======== Material supplied

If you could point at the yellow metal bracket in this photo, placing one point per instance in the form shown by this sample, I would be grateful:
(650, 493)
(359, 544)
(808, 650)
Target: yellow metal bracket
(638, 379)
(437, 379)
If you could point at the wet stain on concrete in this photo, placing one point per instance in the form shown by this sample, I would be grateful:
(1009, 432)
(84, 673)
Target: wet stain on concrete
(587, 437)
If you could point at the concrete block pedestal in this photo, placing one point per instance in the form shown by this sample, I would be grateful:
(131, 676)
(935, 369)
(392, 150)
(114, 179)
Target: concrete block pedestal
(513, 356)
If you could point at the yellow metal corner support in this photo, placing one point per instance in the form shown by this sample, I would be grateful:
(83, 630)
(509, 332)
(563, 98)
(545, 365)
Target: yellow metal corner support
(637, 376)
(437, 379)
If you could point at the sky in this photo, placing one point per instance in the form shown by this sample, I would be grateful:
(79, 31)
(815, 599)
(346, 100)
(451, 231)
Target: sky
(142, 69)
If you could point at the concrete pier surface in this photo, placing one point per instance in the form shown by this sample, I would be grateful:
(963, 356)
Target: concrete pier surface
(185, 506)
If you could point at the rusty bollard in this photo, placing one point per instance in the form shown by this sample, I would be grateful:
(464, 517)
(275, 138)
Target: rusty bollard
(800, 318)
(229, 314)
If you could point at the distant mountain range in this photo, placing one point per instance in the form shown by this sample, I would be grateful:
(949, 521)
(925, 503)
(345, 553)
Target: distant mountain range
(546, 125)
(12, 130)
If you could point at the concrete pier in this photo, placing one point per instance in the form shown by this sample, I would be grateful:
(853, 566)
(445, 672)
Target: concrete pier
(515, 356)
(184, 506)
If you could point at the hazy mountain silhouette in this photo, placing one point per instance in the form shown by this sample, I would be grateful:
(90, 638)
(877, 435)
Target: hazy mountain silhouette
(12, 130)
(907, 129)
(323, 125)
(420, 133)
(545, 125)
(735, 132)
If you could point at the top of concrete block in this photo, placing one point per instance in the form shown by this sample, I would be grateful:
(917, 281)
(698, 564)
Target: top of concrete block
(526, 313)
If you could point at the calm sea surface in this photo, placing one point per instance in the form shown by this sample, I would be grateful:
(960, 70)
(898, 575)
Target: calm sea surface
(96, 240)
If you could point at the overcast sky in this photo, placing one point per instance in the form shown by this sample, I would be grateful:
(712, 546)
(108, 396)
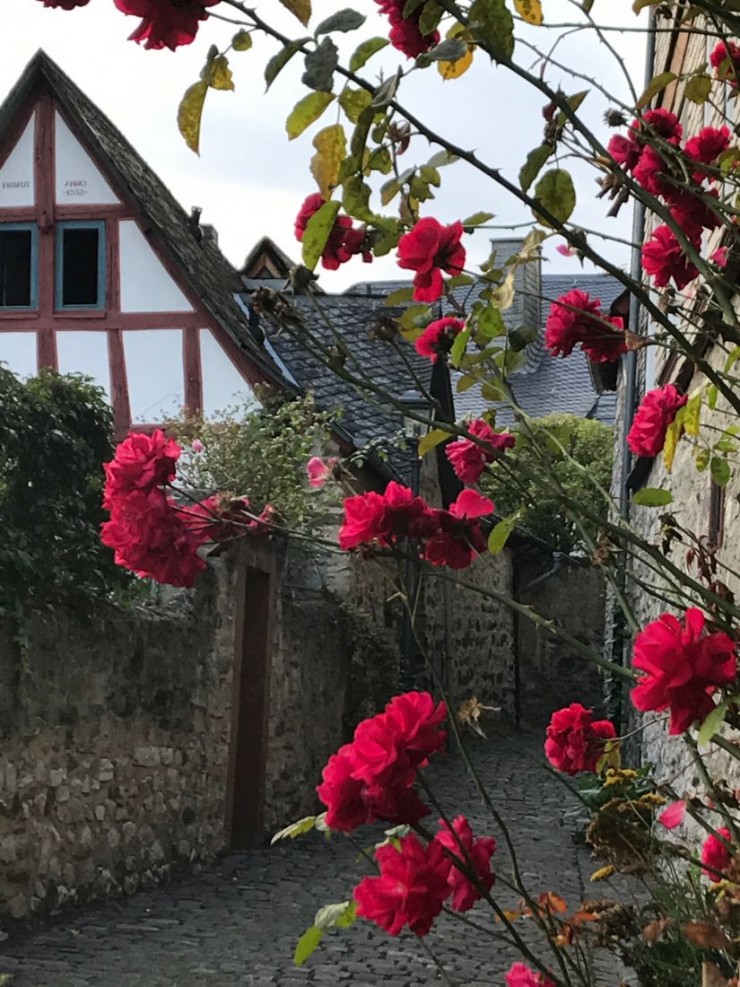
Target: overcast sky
(249, 180)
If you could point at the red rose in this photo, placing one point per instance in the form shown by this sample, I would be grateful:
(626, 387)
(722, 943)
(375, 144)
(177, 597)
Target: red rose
(682, 666)
(430, 248)
(345, 241)
(438, 337)
(410, 889)
(477, 852)
(405, 34)
(577, 318)
(149, 536)
(663, 258)
(166, 23)
(715, 855)
(575, 742)
(656, 413)
(624, 150)
(523, 976)
(468, 459)
(725, 60)
(65, 4)
(141, 462)
(458, 538)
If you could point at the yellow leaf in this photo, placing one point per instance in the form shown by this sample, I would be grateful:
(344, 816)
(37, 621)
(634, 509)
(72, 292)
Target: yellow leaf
(300, 8)
(190, 113)
(503, 296)
(453, 70)
(670, 445)
(219, 73)
(692, 415)
(529, 10)
(331, 145)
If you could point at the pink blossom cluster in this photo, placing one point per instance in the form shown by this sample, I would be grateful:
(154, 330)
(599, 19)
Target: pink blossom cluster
(648, 153)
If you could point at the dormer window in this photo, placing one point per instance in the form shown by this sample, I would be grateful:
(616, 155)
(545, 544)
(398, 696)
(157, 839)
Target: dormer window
(80, 265)
(18, 266)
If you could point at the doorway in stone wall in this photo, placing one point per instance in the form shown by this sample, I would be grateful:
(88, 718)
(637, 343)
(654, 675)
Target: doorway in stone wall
(245, 822)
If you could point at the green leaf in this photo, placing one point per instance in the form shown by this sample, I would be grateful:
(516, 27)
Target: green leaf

================

Set down the entries above exactly; no pictures belong in the copy.

If you could point at the yellow metal bracket in this photo, placing one point per instance in the form shown by this sample, I would be grateful:
(650, 493)
(359, 544)
(808, 650)
Target: yellow metal bracket
(638, 379)
(437, 379)
If you could point at the wet stain on concrete in this photo, placing one point per instance in the form shown by this sample, I would be grateful:
(1009, 432)
(84, 673)
Target: wet stain on concrete
(587, 437)
If you could point at the concrete block pedestal in this photo, placing one point per instance in the form shown by this sample, I would be grateful:
(131, 676)
(935, 369)
(392, 150)
(114, 179)
Target: concrete block pedestal
(513, 356)
If you could point at the yellow metal corner support in this photo, placing one point per instance in the form shown by this sample, I would be grateful:
(83, 630)
(509, 332)
(563, 98)
(545, 365)
Target: yellow metal corner support
(637, 376)
(437, 379)
If you could point at the sky in this photo, placing one point per instance in the form shown by this sample, I would be grateful:
(79, 31)
(815, 599)
(346, 100)
(451, 231)
Target: sky
(142, 69)
If you could point at the concrete pier surface in this photo, placing one point per instance in the form shown by this sample, I would be grateful:
(963, 356)
Target: concrete pier surface
(185, 506)
If you could point at the rusty bollard in this photo, placing one point per instance in the form shown by this sample, I would be grateful:
(464, 517)
(275, 138)
Target: rusty bollard
(800, 318)
(229, 314)
If you could point at the distant mountain range in this photo, placing one point per instance in the form shown by this sample, I would be grateful:
(949, 521)
(925, 503)
(345, 553)
Target: distant mountain range
(546, 125)
(12, 130)
If you could point at the concrete pier in this photo, placing one point per instance in the form shown by this sample, I would be grateful:
(853, 566)
(445, 672)
Target: concrete pier
(515, 356)
(184, 506)
If you could point at the hazy mountain silhouette in this photo, placing one point per instance in the form shown by this sample, I would be grateful:
(90, 638)
(877, 435)
Target: hazy mountain silhouette
(12, 130)
(907, 129)
(323, 125)
(420, 133)
(545, 125)
(735, 132)
If you could point at the top of concrete block in this photo, placing one point per instance in the form shown by this sample, I would be grateful:
(917, 281)
(698, 564)
Target: top of concrete block
(526, 313)
If you could point at the calm sea surface in this photo, placing one point per instance in the form shown by this sample, I would be grateful:
(960, 70)
(898, 575)
Target: calm sea surface
(96, 240)
If you could point at the overcast sky in this photo, placing one point per instance in the form shown by this sample, I would be grateful:
(712, 546)
(108, 396)
Target: overcast sky
(249, 180)
If you could point at the red rose in this photo, placing one point per instance in the form shown by this sample, I would be grateful:
(626, 387)
(722, 943)
(375, 144)
(177, 597)
Target: red rose
(682, 666)
(430, 248)
(345, 241)
(438, 337)
(410, 889)
(477, 852)
(405, 34)
(577, 318)
(149, 536)
(663, 258)
(166, 23)
(715, 855)
(575, 742)
(656, 413)
(624, 150)
(523, 976)
(468, 459)
(725, 60)
(65, 4)
(141, 462)
(458, 538)
If you could point at the yellow leaf in this photo, placing one point per instance in the form shown by this sample, I would be grateful:
(344, 816)
(37, 621)
(634, 509)
(72, 292)
Target: yellow leaf
(300, 8)
(190, 113)
(503, 296)
(453, 70)
(670, 445)
(219, 73)
(692, 415)
(529, 10)
(331, 145)
If you could point at the pink blossom cluster in this photo, placing one point per instance in the form shown by this sample, I would be grateful:
(154, 330)
(599, 19)
Target: pink blossom cluster
(648, 153)
If you could point at the dormer window in this photo, placing one point per instance in the form shown by this sample, I would be grateful:
(616, 155)
(545, 544)
(398, 696)
(157, 839)
Target: dormer window
(80, 265)
(18, 266)
If you could point at the doorway in stone wall in this photo, placing one point per instance in the form shown by this sample, I would be grateful:
(88, 718)
(637, 343)
(654, 675)
Target: doorway in stone wall
(245, 822)
If you could point at the green leaf in this photo, placing one point per instance in the form shown by this sample, I would be grateful:
(516, 27)
Target: green leaf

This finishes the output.